# Objective
Reproduce every line of the listing below, requests included, and scale each answer coordinate by 1.15, rounding to the nearest whole number with halves going up. Leave the requests and their sample coordinates unchanged.

# Entries from a dataset
::::::::

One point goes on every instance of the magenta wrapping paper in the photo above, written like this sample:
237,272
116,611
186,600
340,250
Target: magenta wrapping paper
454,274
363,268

::::::::

# Solution
One point goes on every instance of the magenta wrapping paper in the photo above, written like this sample:
237,272
116,611
186,600
340,250
Target: magenta wrapping paper
522,315
417,308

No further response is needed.